— start Records to use —

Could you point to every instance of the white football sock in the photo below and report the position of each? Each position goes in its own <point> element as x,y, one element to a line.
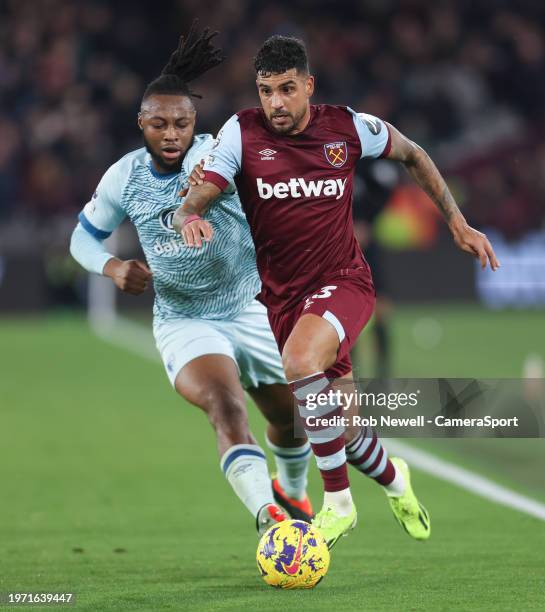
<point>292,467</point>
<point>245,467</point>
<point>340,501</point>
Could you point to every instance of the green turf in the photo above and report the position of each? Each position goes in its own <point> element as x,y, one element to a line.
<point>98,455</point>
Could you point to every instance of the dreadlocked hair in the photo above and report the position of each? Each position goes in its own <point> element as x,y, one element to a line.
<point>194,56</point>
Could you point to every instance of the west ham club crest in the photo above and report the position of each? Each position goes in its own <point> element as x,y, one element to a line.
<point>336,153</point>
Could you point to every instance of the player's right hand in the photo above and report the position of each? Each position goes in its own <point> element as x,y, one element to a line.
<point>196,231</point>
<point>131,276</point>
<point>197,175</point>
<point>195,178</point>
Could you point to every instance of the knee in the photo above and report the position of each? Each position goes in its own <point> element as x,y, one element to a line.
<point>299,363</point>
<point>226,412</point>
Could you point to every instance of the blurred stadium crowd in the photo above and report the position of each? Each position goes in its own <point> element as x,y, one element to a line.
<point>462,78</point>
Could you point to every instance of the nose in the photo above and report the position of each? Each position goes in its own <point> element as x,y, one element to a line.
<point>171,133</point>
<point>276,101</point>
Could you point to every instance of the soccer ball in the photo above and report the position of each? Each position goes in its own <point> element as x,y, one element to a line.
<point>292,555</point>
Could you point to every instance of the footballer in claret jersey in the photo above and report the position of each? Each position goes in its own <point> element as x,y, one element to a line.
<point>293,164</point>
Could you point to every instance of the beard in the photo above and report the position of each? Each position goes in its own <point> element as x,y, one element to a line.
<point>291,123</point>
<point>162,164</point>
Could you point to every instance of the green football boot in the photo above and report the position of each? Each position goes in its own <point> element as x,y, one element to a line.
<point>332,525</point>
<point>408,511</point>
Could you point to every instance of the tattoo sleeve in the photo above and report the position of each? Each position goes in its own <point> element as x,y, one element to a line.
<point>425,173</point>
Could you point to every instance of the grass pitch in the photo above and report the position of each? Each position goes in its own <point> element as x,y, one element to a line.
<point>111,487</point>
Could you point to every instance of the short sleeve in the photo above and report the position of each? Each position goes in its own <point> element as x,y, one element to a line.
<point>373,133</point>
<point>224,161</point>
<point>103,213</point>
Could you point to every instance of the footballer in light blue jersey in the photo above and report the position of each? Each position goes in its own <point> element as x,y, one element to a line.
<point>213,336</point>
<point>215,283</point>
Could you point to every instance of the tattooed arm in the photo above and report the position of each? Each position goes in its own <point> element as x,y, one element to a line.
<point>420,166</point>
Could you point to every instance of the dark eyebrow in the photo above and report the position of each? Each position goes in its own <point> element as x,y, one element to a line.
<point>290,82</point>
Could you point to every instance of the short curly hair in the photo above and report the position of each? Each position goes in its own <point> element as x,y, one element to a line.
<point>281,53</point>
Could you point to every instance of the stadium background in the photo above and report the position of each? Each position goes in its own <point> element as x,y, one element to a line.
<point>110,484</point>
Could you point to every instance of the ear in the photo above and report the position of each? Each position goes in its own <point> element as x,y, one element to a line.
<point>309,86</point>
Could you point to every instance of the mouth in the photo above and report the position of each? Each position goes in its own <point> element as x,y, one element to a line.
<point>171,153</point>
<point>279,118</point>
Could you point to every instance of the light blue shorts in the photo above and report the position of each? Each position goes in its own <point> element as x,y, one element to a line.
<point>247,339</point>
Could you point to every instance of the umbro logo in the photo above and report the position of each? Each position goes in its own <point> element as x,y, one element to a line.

— end Records to use —

* [What the task requires] Could you update the records from the start through the line containing "<point>336,153</point>", replacing "turf" with "grass" and leaving everything else unchanged? Leave the pictures out of your answer.

* [Answer to this exercise]
Could you point to every instance of the white football sock in the photo below and report the position of each? Each position goes in its own <point> element as x,y, one element to a line.
<point>292,467</point>
<point>245,467</point>
<point>340,501</point>
Could you point to every instance of the green grass in the photo above and report the position of each? Each position goes in its own <point> element as x,y, one element to a line.
<point>98,455</point>
Could you point to every instance of the dreadlocked hair in the photo above and report the position of each? Each position goes in its own <point> element as x,y, one element to a line.
<point>194,56</point>
Could you point to every instance of the west ham club crest in the photo above and report the position of each? Each position goes in its own <point> element as x,y, one element to a line.
<point>336,153</point>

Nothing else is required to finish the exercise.